# What you need to do
Copy out each line of the records that contains the word "hull".
————————
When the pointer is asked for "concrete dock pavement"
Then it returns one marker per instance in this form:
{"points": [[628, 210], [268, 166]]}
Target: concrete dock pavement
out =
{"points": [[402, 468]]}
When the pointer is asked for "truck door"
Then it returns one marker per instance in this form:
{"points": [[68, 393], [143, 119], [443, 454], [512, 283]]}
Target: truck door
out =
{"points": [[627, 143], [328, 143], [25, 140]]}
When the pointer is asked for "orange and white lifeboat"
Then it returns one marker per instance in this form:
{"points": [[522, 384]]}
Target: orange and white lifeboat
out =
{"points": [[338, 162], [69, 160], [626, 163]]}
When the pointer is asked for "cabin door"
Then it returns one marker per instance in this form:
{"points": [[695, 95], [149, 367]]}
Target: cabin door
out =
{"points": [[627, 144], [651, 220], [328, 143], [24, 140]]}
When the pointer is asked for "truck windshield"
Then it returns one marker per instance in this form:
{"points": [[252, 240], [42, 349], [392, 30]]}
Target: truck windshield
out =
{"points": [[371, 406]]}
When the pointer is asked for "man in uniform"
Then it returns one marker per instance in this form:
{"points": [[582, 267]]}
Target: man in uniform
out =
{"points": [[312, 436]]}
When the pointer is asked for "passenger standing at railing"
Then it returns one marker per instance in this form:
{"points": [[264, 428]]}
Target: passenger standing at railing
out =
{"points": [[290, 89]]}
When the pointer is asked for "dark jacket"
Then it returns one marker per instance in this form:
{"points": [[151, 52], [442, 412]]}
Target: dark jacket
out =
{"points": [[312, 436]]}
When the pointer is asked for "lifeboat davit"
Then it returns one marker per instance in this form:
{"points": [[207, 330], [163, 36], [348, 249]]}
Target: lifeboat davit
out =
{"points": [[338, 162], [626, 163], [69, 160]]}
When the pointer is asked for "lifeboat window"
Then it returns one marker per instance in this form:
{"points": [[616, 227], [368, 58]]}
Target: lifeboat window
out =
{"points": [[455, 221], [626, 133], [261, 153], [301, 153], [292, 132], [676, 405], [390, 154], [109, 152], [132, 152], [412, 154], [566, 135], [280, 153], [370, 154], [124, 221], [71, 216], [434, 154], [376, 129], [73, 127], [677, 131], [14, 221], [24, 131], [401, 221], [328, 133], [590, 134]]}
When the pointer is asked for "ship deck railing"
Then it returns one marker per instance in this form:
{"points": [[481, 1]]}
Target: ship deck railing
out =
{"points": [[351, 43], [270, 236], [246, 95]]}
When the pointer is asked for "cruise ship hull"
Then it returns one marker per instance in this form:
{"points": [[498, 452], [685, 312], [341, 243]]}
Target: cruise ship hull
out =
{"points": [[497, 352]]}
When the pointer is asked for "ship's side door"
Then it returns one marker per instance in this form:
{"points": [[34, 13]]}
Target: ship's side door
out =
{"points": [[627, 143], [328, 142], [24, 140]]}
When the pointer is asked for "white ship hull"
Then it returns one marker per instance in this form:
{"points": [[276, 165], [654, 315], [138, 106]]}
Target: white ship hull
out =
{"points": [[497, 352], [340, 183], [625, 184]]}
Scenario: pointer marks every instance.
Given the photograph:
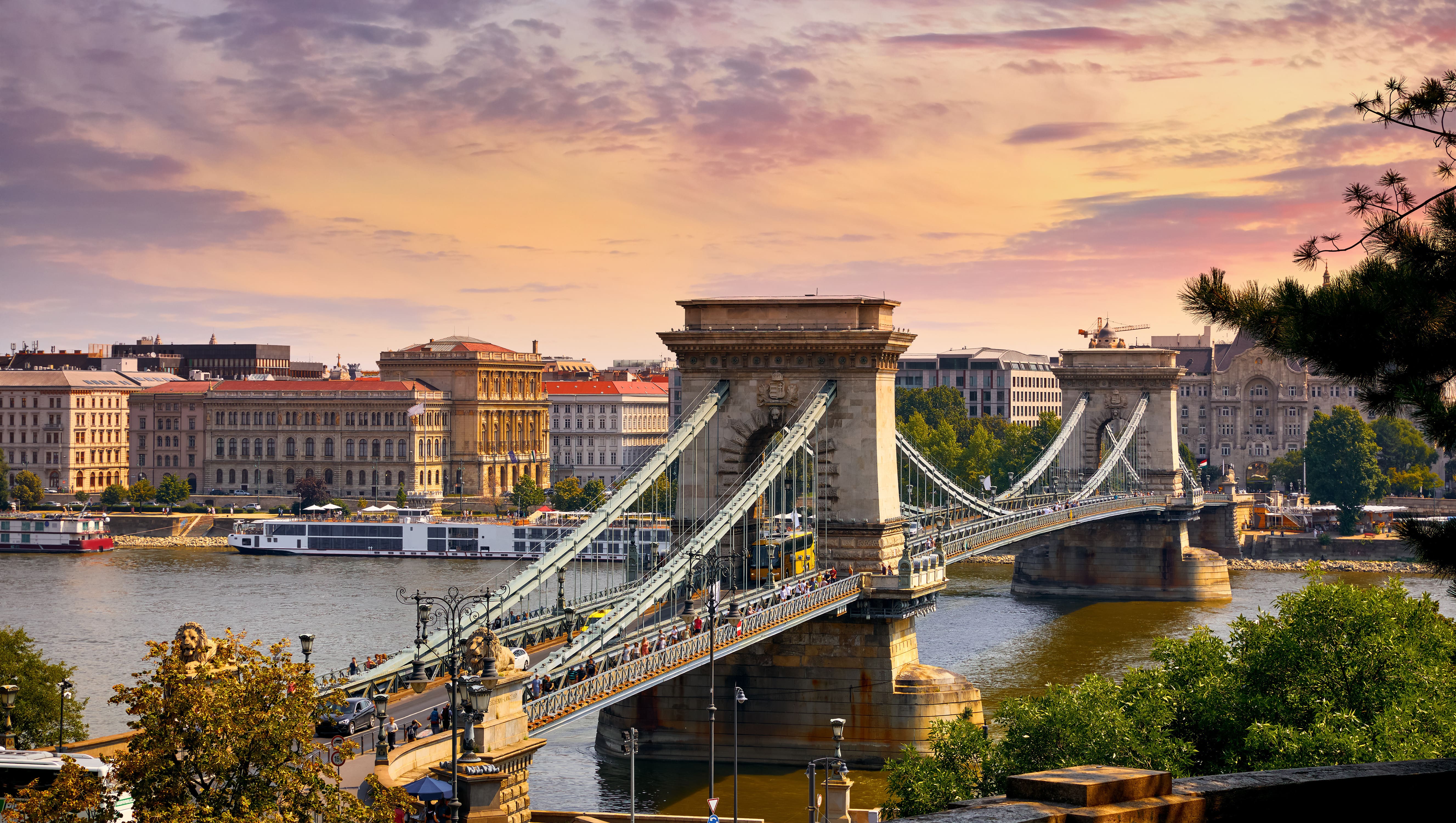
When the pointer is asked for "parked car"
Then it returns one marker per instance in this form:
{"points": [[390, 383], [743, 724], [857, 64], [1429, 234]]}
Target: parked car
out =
{"points": [[356, 714]]}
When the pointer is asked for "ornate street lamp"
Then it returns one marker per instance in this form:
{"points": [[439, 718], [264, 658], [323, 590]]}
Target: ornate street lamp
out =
{"points": [[8, 695], [66, 692]]}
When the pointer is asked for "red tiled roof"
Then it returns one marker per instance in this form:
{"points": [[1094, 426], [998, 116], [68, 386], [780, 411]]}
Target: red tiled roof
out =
{"points": [[318, 385], [603, 388]]}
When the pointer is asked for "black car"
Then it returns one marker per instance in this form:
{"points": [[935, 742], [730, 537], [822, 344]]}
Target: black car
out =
{"points": [[356, 714]]}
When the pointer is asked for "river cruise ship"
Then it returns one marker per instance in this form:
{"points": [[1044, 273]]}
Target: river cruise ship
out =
{"points": [[415, 534], [55, 534]]}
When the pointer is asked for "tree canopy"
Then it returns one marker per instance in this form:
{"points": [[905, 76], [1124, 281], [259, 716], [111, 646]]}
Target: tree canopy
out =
{"points": [[1342, 456], [38, 706], [1336, 675]]}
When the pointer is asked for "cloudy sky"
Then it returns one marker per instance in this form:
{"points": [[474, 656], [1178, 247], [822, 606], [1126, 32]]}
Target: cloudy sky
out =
{"points": [[354, 175]]}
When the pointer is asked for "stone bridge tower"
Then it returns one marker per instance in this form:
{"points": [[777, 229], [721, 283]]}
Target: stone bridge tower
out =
{"points": [[863, 665]]}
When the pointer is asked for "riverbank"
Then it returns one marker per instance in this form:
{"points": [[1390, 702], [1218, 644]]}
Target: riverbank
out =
{"points": [[1390, 567]]}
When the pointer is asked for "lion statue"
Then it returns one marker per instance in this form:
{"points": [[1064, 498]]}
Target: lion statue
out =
{"points": [[193, 646], [475, 653]]}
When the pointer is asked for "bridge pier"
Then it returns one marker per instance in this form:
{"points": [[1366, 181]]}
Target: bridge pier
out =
{"points": [[864, 669], [1142, 557]]}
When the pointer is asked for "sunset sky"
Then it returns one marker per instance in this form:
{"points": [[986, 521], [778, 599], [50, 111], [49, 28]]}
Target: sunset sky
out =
{"points": [[356, 175]]}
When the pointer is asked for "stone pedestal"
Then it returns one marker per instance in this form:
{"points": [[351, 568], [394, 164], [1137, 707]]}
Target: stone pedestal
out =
{"points": [[1130, 559], [866, 671]]}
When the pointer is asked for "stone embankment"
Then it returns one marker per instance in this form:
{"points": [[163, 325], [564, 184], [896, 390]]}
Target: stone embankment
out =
{"points": [[1391, 567], [137, 542]]}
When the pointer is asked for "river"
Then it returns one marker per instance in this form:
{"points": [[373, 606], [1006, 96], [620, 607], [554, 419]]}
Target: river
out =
{"points": [[97, 611]]}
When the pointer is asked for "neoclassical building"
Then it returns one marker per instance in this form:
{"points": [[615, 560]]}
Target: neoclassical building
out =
{"points": [[497, 414], [1241, 405]]}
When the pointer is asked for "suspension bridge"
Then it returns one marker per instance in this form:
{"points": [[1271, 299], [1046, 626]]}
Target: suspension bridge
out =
{"points": [[825, 534]]}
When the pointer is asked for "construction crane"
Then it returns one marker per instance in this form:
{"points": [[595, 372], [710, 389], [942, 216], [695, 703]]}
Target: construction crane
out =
{"points": [[1106, 334]]}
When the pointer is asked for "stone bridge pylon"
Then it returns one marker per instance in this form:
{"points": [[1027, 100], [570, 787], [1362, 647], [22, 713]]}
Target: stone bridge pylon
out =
————————
# Exercise response
When the pointer is asked for "cruise ship hull"
Target: cruise ship hull
When the pointer is asked for "white ship hull"
Target: white ship hull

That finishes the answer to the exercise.